• [MATERIAL]:
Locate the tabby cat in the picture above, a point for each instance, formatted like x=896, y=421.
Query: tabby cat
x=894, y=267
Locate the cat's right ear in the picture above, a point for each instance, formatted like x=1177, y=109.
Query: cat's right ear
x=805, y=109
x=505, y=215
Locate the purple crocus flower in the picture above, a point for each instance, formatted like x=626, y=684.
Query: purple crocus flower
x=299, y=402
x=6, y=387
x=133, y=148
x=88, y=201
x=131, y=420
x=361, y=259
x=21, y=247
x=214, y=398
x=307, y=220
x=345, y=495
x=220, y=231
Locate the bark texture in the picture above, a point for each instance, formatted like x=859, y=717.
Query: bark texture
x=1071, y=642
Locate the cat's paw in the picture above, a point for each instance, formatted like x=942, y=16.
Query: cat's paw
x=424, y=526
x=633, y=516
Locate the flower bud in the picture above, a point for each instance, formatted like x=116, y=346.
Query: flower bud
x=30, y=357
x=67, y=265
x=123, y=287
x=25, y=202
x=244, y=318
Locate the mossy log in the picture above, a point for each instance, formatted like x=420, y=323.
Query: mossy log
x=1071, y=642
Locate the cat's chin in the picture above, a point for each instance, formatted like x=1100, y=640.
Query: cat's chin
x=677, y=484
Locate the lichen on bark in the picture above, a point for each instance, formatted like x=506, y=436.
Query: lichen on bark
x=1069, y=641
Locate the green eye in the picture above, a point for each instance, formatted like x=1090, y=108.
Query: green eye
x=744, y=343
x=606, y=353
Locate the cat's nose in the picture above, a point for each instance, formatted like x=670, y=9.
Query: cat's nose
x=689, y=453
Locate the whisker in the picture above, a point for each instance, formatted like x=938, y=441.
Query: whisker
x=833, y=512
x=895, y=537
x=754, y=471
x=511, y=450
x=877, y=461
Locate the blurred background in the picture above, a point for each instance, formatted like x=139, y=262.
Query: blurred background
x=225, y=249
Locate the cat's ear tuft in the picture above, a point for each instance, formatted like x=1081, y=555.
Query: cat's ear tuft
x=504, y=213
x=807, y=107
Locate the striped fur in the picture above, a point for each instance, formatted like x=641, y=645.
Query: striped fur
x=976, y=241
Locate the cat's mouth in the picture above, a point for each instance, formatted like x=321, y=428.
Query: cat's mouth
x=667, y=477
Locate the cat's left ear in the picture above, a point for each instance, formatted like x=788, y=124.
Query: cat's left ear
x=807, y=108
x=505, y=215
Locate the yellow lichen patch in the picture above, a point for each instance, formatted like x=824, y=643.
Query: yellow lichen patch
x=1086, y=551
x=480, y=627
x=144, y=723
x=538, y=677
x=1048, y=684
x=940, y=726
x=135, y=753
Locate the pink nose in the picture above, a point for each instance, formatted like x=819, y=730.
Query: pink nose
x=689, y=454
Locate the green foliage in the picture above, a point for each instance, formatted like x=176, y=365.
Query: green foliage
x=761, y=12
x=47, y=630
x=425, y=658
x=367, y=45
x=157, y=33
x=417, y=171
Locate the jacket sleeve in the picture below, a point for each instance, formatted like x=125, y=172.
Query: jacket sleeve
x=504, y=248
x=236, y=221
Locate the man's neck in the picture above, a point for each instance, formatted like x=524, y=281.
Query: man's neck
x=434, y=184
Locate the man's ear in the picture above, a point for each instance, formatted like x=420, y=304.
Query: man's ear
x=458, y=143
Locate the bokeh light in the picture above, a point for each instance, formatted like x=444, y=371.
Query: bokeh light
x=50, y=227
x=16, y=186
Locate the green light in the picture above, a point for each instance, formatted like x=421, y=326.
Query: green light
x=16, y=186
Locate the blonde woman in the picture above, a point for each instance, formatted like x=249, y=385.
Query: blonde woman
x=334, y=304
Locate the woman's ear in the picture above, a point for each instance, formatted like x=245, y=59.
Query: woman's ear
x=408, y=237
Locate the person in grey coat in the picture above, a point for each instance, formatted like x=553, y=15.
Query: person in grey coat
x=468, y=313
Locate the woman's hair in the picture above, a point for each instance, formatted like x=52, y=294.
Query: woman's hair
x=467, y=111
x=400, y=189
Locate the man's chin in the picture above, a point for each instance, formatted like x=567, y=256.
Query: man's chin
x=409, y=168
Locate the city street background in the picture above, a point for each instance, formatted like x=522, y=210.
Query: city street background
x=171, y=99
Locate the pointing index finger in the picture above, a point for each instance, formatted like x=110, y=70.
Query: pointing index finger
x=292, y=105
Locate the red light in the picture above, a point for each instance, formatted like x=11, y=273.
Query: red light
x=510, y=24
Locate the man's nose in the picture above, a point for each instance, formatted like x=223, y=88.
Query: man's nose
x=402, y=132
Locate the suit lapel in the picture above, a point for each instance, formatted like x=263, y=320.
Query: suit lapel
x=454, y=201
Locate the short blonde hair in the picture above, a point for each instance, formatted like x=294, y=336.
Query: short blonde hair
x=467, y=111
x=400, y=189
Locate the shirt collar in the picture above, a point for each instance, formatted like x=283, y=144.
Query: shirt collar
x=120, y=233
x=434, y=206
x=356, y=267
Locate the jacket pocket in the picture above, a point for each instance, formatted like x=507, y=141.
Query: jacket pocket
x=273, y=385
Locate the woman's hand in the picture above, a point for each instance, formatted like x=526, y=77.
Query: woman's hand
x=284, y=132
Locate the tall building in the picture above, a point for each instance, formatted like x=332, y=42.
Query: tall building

• [SHORT TASK]: Reproduce every row above verbatim, with each line unchanged and in its original order.

• [WRITTEN RESPONSE]:
Locate the tabby cat in the picture above, a point for each instance, formatted like x=896, y=421.
Query: tabby cat
x=894, y=267
Locate the cat's right ear in the picture above, a point for each instance, formatted like x=1177, y=109.
Query: cat's right ear
x=805, y=109
x=505, y=215
Locate the purple crocus flower in the picture above, a point for each instance, formatted like x=626, y=684.
Query: purple crocus flower
x=299, y=402
x=6, y=387
x=133, y=148
x=88, y=201
x=131, y=420
x=361, y=259
x=21, y=247
x=214, y=398
x=307, y=220
x=345, y=495
x=220, y=231
Locate the bark texture in the picture above, a point for each instance, formatted like x=859, y=717.
Query: bark texture
x=1071, y=642
Locate the cat's paw in the picture above, a point for each instance, formatted like x=942, y=16.
Query: cat's paw
x=424, y=526
x=633, y=516
Locate the flower bud in the picture above, a point for each instance, formatted like x=116, y=346.
Query: flower bud
x=30, y=357
x=67, y=265
x=123, y=287
x=25, y=202
x=244, y=318
Locate the mossy log in the picture above, a point for each instance, formatted like x=420, y=323.
Query: mossy log
x=1071, y=642
Locate the cat's chin in the picture above, a point for each instance, formatted like x=1100, y=640.
Query: cat's chin
x=677, y=484
Locate the lichen on bark in the picture above, a point for each instance, formatted like x=506, y=436.
Query: lichen on bark
x=1069, y=641
Locate the green eye in the picture above, a point for each instance, formatted like x=1090, y=108.
Query: green eye
x=744, y=343
x=606, y=353
Locate the cat's nose in the picture above, a point for each instance, formatted like x=670, y=9.
Query: cat's nose
x=689, y=453
Locate the whisker in the picture above, a point for each instance, formatted like x=938, y=441.
Query: whisker
x=833, y=512
x=895, y=537
x=754, y=471
x=511, y=450
x=877, y=461
Locate the blurred background in the picture above, a point for each instance, formatted like x=139, y=262.
Query: blurred background
x=225, y=249
Locate the cat's ear tuft in the picture above, a point for each instance, formatted like x=1081, y=555.
Query: cat's ear tuft
x=504, y=213
x=807, y=107
Locate the striped fur in the picture above, a point for each instance, formatted like x=641, y=645.
Query: striped fur
x=976, y=241
Locate the cat's mouth in the picture above, a point for each instance, formatted like x=321, y=428.
Query: cat's mouth
x=667, y=477
Locate the cat's left ear in the picture above, a point for each instance, formatted like x=788, y=124.
Query: cat's left ear
x=807, y=108
x=505, y=215
Locate the yellow lichen patch in the picture above, a point for each instance, formatted like x=824, y=643.
Query: yellow lichen patch
x=1086, y=551
x=480, y=627
x=144, y=723
x=538, y=677
x=1048, y=684
x=940, y=726
x=135, y=753
Locate the pink nose in the picture above, a point for each instance, formatted like x=819, y=730.
Query: pink nose
x=689, y=454
Locate the green foliage in the picture above, a point for each instance, formatted like x=176, y=365.
Query: green foliage
x=761, y=12
x=47, y=630
x=425, y=658
x=367, y=45
x=157, y=33
x=417, y=171
Locate the jacket sleeve in the picture below, a point for each instance, formatted like x=125, y=172.
Query: jacket sleeve
x=504, y=248
x=236, y=221
Locate the man's neck in the picture above, a point for each instance, formatted like x=524, y=281.
Query: man's neck
x=434, y=184
Locate the man's ear in the picture above, a point for each instance, formatted like x=420, y=304.
Query: man's ear
x=458, y=143
Locate the bokeh light in the picture above, a point for each instance, formatted like x=444, y=371.
Query: bokeh light
x=50, y=227
x=16, y=186
Locate the green light in the picture above, a point for each instance, formatted like x=421, y=326.
Query: green light
x=16, y=186
Locate the blonde woman in the picture above, a point for each instance, formatted like x=249, y=385.
Query: blonde woman
x=334, y=304
Locate the woman's ear in the picture above, a point for each instance, formatted like x=245, y=59.
Query: woman's ear
x=408, y=237
Locate the person in grey coat in the picture above, a point for each instance, formatted like x=553, y=15.
Query: person in grey coat
x=468, y=313
Locate the woman's hair in the picture above, a point for each instance, formatted like x=52, y=294.
Query: woman's hair
x=467, y=111
x=400, y=189
Locate the man's chin in the picture above, a point for each instance, formatted like x=567, y=256.
Query: man's chin
x=409, y=168
Locate the city street background in the picture above, a point for each instance, formatted like x=522, y=210.
Query: city street background
x=171, y=99
Locate the pointing index finger in the picture above, a point for each instance, formatted like x=110, y=70.
Query: pointing index finger
x=292, y=105
Locate the red light in the picture above, a point for each instance, formatted like x=11, y=273.
Query: red light
x=510, y=24
Locate the man's nose in the picture above, a point for each instance, formatted like x=223, y=88.
Query: man's nose
x=402, y=132
Locate the suit lapel in the picture above, a point for each instance, formatted like x=263, y=320.
Query: suit lapel
x=454, y=201
Locate the short blonde hair in the picture above, a point for each instance, formatted like x=294, y=336.
Query: short blonde hair
x=467, y=111
x=400, y=189
Locate the shirt collar in the picture above, a point for each instance, formatted like x=283, y=144.
Query: shirt collar
x=120, y=233
x=434, y=206
x=356, y=267
Locate the jacket pocket in the picture above, a point for each instance, formatted like x=507, y=141.
Query: jacket pocket
x=273, y=385
Locate the woman's hand in the picture above, a point for each instance, formatted like x=526, y=77.
Query: woman's hand
x=284, y=132
Locate the tall building in the picture above, a point for each instance, formatted like x=332, y=42.
Query: tall building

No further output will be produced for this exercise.